(Entries from a point annotation set)
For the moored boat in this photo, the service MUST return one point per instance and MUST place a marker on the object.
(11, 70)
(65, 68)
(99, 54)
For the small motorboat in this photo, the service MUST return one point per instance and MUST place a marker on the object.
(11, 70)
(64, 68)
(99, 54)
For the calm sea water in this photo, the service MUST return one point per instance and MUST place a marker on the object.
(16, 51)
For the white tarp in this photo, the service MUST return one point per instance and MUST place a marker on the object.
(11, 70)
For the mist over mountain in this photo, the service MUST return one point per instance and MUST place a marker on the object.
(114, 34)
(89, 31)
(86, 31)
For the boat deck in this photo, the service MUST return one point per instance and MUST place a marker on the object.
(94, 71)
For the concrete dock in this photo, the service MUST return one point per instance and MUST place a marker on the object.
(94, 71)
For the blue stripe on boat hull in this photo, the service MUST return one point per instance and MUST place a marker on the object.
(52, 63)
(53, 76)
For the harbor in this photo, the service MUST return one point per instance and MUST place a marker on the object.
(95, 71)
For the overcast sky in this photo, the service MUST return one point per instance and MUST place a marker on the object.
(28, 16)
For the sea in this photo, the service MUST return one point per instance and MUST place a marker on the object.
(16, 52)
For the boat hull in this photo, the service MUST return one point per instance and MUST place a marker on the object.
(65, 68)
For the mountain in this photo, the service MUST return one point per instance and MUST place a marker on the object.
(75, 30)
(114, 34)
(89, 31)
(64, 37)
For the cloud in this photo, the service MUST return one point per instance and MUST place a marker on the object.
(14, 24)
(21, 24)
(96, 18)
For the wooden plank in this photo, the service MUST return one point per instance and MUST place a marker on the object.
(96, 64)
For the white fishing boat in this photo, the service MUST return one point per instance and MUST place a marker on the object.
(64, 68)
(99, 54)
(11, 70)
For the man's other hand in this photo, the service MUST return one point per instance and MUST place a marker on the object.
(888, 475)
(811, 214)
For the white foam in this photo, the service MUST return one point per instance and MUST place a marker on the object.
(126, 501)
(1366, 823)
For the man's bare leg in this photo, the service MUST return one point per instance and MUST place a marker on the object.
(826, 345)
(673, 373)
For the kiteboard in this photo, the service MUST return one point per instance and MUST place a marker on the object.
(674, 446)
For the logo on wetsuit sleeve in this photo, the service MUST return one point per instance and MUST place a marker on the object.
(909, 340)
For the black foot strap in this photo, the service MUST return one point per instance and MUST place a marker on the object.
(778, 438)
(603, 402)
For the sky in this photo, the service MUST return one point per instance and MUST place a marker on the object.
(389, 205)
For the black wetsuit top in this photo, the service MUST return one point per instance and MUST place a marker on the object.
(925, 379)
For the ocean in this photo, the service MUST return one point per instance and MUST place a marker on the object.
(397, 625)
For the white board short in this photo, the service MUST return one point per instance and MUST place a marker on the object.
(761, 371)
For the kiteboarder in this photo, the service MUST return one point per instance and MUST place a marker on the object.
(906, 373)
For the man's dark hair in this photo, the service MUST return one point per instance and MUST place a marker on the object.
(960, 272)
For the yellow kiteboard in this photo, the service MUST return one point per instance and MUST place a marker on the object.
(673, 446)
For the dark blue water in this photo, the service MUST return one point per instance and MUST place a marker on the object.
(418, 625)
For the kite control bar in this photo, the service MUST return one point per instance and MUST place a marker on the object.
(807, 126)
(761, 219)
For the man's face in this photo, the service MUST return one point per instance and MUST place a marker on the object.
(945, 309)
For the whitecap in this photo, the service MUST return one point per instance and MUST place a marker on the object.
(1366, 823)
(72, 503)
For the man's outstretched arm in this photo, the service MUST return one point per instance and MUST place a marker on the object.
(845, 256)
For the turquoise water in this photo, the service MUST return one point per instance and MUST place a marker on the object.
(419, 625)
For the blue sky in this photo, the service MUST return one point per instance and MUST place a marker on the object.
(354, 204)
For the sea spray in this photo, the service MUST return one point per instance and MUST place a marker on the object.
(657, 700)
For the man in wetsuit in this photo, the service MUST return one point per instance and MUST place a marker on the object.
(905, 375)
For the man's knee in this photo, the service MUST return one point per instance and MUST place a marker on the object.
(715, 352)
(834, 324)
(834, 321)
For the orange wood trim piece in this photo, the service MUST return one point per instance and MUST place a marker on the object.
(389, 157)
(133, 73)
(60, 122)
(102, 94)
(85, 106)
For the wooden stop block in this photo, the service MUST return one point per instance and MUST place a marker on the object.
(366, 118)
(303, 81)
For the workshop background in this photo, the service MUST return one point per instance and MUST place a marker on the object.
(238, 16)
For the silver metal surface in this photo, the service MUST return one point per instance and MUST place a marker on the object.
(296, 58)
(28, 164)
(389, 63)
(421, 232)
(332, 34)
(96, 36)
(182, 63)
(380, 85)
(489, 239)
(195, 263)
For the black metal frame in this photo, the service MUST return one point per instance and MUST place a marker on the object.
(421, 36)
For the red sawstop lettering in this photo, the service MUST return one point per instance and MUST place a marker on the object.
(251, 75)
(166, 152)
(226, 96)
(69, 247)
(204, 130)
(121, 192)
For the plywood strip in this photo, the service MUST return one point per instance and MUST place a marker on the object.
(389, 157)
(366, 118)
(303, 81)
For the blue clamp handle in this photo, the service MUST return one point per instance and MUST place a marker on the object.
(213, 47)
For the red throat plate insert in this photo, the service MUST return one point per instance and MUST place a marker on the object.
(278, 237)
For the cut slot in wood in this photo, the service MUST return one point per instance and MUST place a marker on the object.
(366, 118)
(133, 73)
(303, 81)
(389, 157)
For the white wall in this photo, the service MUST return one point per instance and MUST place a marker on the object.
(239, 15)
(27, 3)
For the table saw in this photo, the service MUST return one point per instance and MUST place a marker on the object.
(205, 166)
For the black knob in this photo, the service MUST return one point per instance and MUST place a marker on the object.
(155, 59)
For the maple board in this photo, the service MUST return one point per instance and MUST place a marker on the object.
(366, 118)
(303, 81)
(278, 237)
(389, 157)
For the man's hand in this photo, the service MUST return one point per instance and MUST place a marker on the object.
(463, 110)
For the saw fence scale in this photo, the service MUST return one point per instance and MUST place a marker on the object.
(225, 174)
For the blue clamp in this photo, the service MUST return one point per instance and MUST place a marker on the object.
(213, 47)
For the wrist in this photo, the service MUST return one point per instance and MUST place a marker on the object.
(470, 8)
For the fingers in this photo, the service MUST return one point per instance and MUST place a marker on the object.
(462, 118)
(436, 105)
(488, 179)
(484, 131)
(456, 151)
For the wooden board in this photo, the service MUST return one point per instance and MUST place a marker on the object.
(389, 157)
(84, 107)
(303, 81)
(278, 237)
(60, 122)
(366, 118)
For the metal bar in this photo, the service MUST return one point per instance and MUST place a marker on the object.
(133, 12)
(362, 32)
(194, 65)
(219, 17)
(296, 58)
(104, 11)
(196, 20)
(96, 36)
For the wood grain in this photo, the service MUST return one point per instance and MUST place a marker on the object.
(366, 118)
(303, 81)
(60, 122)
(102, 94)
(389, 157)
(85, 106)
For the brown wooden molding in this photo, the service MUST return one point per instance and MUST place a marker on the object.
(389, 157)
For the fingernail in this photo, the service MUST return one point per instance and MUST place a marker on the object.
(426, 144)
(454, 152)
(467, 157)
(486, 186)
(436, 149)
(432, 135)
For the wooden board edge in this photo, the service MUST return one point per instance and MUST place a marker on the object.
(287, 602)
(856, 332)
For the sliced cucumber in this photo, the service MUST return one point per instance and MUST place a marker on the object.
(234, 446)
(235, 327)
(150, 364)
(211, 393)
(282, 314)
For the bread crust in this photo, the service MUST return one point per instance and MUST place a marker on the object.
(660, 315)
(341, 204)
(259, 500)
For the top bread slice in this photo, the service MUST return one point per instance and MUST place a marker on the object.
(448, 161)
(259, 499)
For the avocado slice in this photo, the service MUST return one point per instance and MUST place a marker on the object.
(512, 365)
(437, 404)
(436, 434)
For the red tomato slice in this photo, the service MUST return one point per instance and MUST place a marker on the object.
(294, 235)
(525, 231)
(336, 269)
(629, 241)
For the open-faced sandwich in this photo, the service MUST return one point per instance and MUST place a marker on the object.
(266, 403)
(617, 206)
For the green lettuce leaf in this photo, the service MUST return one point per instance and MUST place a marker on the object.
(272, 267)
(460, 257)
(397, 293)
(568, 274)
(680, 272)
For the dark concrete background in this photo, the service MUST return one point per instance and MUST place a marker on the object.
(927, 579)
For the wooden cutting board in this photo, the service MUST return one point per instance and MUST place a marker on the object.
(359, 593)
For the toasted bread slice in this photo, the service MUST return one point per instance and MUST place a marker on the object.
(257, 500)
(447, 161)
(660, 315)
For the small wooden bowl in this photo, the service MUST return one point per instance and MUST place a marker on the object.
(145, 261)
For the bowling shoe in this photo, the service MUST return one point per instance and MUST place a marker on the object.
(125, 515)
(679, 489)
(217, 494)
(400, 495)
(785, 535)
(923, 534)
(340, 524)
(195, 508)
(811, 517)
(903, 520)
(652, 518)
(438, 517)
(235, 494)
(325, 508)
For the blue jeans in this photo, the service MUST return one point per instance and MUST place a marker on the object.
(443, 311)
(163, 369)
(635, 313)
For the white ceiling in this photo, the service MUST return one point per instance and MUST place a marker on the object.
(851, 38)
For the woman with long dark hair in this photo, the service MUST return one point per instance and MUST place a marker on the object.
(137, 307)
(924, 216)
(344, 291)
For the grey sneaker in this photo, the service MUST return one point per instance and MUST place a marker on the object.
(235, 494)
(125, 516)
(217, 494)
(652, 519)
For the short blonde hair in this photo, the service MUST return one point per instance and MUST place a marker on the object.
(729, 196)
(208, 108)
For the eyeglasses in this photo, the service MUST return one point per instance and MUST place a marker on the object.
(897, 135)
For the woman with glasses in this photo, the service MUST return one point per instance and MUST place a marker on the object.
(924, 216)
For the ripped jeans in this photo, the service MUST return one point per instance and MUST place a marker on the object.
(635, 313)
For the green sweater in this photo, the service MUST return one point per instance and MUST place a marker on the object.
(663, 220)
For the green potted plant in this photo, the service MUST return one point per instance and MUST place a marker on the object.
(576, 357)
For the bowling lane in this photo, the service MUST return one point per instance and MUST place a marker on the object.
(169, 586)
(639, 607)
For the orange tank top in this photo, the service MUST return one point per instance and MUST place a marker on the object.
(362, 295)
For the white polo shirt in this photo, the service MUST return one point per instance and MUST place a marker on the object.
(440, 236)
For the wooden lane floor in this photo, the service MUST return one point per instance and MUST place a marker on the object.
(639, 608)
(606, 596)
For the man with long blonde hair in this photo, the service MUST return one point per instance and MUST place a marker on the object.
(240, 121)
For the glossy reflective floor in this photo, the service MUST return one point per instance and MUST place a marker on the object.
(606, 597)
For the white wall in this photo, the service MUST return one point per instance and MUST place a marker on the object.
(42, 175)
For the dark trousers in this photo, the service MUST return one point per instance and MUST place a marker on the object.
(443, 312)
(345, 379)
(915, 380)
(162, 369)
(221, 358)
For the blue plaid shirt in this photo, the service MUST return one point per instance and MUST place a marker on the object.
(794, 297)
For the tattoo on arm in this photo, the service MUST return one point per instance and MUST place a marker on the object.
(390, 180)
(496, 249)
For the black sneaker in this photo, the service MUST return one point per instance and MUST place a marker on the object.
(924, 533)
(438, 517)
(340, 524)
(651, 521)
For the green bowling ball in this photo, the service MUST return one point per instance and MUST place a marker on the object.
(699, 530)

▶ Requirements
Reproduce exactly the lines from the one with "For the wooden lane" through the end of the entries above, both ends included.

▶ Solution
For the wooden lane floor in this photo, the service MUST return one point per instance and MUST place a marker on the object.
(639, 608)
(606, 596)
For the man with long blonde hair in this photo, the service MUST return one point per instance and MUST place a marker on the object.
(240, 121)
For the glossy reflective floor in this photo, the service MUST return one point per instance and MUST place a marker on the object.
(606, 597)
For the white wall in this photo, the service MUST return one point per instance and MUST place a marker on the object.
(42, 175)
For the dark trousers in this photo, the service MUST return one point per instance and MUST place a marker on the object.
(443, 312)
(345, 379)
(915, 380)
(162, 369)
(221, 358)
For the blue plaid shirt in this photo, the service MUST return one point per instance and MUST place a marker on the object.
(794, 297)
For the tattoo on arm in this photo, the service MUST return one point per instance and MUST place a marker on the object.
(390, 180)
(496, 249)
For the black sneaker in this photo, the service MUST return one point per instance and MUST place a marker on the object.
(924, 533)
(438, 517)
(340, 524)
(651, 521)
For the green bowling ball in this photo, the service MUST return one point per instance and MUST place a marker on the object.
(699, 530)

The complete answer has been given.